=== SHORT PROBLEM ===
Retype precisely the section of the data that starts at the line containing "Target: atv mirror" and runs to its final line, ends included.
──────────
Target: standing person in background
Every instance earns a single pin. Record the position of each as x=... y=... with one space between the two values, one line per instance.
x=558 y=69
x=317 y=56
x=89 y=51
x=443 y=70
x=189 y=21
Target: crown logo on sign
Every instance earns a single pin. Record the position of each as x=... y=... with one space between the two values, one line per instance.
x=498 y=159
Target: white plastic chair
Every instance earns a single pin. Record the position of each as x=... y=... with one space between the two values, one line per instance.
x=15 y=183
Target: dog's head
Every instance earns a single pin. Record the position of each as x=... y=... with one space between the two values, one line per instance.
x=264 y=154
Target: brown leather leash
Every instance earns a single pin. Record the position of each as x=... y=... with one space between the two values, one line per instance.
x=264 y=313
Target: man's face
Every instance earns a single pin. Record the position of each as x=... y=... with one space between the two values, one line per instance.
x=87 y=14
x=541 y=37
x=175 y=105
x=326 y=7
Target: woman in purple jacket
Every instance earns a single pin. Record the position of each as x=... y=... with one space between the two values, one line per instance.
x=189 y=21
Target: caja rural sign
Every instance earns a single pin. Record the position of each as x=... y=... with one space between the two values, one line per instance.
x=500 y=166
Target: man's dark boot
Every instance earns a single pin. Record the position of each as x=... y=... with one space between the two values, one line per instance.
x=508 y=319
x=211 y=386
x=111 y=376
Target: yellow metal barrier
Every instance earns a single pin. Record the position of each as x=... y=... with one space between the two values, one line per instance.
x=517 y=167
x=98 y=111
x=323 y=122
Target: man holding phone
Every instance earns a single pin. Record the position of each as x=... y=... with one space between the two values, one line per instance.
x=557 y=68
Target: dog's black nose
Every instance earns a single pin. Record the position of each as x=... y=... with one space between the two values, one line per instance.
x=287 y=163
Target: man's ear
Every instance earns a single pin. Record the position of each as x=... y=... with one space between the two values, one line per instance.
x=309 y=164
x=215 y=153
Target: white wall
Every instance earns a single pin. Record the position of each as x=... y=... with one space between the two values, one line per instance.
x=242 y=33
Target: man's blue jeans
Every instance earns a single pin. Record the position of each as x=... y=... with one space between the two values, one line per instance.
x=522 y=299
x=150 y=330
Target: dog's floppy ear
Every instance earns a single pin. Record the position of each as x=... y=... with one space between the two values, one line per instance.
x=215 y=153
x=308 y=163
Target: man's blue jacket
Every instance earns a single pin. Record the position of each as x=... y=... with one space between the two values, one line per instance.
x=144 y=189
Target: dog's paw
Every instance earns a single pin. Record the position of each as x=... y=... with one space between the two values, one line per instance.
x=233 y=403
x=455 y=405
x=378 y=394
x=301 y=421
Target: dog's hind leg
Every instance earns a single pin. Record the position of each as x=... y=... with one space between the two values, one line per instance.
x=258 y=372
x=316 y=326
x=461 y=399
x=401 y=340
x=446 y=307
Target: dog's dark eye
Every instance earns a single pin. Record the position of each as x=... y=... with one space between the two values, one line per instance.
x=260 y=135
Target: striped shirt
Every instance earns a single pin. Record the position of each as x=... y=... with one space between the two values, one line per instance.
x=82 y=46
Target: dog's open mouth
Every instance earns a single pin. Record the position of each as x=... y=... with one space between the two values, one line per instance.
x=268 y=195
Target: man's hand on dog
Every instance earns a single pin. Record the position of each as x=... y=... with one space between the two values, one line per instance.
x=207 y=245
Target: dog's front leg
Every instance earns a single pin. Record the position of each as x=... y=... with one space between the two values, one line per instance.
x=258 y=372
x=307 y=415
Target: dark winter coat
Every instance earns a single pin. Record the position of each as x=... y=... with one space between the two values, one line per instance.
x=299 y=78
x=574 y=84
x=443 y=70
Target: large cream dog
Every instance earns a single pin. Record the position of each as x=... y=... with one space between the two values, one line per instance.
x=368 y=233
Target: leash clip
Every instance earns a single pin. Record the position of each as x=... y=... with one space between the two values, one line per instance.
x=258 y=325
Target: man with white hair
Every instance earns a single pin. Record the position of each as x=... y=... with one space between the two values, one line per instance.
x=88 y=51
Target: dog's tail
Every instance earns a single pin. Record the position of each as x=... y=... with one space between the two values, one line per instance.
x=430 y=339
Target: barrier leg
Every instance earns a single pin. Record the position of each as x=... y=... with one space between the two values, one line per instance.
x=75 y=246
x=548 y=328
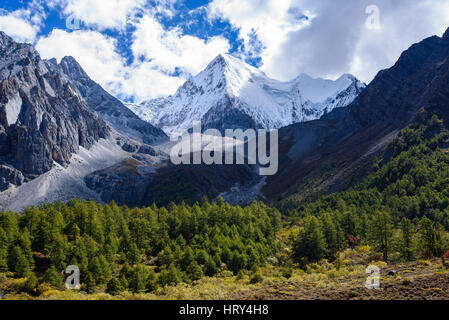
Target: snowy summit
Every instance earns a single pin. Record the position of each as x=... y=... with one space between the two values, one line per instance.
x=231 y=94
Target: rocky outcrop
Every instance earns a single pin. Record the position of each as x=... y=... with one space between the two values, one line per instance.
x=43 y=116
x=109 y=108
x=328 y=154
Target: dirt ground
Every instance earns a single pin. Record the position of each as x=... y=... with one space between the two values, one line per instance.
x=412 y=281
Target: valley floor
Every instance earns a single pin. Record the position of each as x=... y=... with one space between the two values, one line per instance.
x=424 y=280
x=419 y=280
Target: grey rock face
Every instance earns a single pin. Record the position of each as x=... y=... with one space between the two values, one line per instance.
x=9 y=176
x=43 y=117
x=123 y=183
x=109 y=108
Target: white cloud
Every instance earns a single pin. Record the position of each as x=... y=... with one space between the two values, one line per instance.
x=159 y=55
x=269 y=20
x=335 y=40
x=24 y=24
x=102 y=14
x=95 y=52
x=167 y=49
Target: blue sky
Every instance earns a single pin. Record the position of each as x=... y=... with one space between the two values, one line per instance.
x=143 y=49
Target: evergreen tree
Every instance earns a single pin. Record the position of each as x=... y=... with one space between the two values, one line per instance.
x=194 y=271
x=19 y=262
x=428 y=241
x=381 y=232
x=53 y=278
x=310 y=244
x=407 y=243
x=114 y=287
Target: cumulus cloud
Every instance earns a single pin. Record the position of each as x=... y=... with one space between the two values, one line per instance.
x=263 y=24
x=335 y=39
x=94 y=51
x=101 y=14
x=170 y=49
x=23 y=24
x=163 y=59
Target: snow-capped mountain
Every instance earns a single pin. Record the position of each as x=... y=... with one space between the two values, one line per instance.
x=231 y=94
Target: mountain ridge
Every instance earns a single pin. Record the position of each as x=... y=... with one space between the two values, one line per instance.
x=230 y=94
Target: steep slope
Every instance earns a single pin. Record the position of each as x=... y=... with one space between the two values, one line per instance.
x=109 y=108
x=43 y=117
x=329 y=155
x=231 y=94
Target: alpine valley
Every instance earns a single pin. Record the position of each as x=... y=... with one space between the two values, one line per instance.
x=363 y=179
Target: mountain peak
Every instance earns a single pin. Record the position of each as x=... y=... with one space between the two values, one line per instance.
x=5 y=39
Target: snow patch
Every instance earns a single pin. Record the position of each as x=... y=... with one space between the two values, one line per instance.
x=229 y=82
x=64 y=184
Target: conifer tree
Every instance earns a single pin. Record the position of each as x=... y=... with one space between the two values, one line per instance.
x=407 y=243
x=310 y=244
x=381 y=232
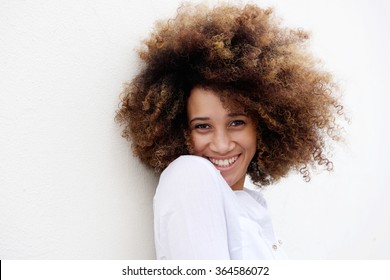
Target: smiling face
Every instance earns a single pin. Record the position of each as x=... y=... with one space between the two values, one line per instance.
x=227 y=139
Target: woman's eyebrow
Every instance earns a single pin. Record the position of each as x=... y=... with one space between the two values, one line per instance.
x=200 y=119
x=237 y=115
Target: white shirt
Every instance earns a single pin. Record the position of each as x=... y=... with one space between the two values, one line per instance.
x=198 y=216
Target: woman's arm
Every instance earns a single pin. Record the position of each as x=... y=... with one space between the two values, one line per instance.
x=189 y=211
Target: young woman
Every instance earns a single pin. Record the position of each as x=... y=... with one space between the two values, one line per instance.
x=225 y=93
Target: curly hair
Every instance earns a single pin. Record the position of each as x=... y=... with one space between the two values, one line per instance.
x=251 y=61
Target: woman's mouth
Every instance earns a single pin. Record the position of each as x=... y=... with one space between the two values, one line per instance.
x=224 y=163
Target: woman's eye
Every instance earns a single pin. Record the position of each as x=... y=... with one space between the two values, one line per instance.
x=201 y=126
x=237 y=123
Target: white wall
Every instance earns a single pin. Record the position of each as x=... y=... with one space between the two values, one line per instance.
x=69 y=188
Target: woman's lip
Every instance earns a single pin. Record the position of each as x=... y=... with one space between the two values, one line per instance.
x=225 y=168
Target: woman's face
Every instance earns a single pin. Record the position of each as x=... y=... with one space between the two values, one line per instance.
x=227 y=139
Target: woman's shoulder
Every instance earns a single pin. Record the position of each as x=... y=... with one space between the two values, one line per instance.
x=190 y=176
x=256 y=195
x=188 y=166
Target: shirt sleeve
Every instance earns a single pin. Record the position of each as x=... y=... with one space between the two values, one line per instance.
x=189 y=211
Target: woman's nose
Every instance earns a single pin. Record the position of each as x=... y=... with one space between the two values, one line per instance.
x=221 y=143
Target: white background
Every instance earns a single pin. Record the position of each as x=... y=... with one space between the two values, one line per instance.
x=69 y=187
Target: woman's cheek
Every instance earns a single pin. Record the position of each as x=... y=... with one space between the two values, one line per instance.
x=198 y=143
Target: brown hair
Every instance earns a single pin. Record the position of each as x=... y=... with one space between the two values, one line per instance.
x=245 y=55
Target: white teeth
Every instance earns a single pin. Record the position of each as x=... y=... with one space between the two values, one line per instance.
x=224 y=162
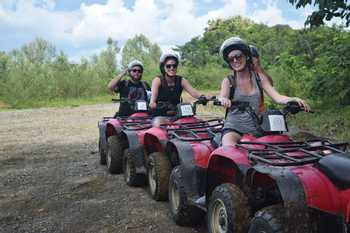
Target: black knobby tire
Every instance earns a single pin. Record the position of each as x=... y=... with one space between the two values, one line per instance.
x=228 y=210
x=102 y=153
x=114 y=155
x=269 y=219
x=158 y=172
x=130 y=176
x=182 y=213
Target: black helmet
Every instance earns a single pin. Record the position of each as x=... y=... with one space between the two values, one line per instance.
x=135 y=63
x=254 y=51
x=235 y=43
x=166 y=56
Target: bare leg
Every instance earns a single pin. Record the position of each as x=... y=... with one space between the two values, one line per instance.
x=230 y=139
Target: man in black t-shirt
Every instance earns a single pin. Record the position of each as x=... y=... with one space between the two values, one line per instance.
x=132 y=89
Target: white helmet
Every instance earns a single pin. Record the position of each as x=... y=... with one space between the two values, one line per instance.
x=166 y=56
x=234 y=43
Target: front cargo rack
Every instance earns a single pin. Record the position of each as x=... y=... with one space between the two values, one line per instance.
x=290 y=153
x=205 y=130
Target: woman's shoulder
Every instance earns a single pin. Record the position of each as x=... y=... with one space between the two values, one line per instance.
x=158 y=78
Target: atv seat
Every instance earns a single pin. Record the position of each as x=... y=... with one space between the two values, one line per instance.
x=337 y=168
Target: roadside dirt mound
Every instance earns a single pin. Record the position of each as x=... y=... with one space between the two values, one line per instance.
x=50 y=179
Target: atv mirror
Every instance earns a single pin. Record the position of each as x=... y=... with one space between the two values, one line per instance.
x=185 y=110
x=273 y=121
x=140 y=105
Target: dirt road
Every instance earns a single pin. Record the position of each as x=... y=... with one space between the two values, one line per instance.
x=51 y=181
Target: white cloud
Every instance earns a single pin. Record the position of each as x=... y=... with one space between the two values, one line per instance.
x=272 y=15
x=166 y=22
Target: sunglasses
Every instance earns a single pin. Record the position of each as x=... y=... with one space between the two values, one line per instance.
x=238 y=57
x=168 y=66
x=136 y=71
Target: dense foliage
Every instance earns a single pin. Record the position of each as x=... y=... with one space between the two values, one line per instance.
x=326 y=10
x=311 y=63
──────────
=== FINAL ANSWER ===
Target: atv mirror
Every instance earns a single pin. Record the position of each as x=... y=... with one space between the two values, one line per instance.
x=185 y=110
x=273 y=121
x=140 y=105
Target: dirt road
Every instance earns a single pin. Record the position of each as x=... y=... with one space between the two values, one line per instance.
x=51 y=181
Target: white cloud
Every instance earns a single pin. Record the position of each as x=... y=... with one space between the two values, one line per instance.
x=272 y=15
x=166 y=22
Target: sunglasses
Every instance earns a single pin. Record the position of each as x=... y=... with one space between the two values, one line per instance.
x=238 y=57
x=168 y=66
x=136 y=71
Target: dense foliage
Every instance earns a single pin. Record the position of each as x=... y=... with one space between the two values, one line per instance.
x=326 y=10
x=311 y=63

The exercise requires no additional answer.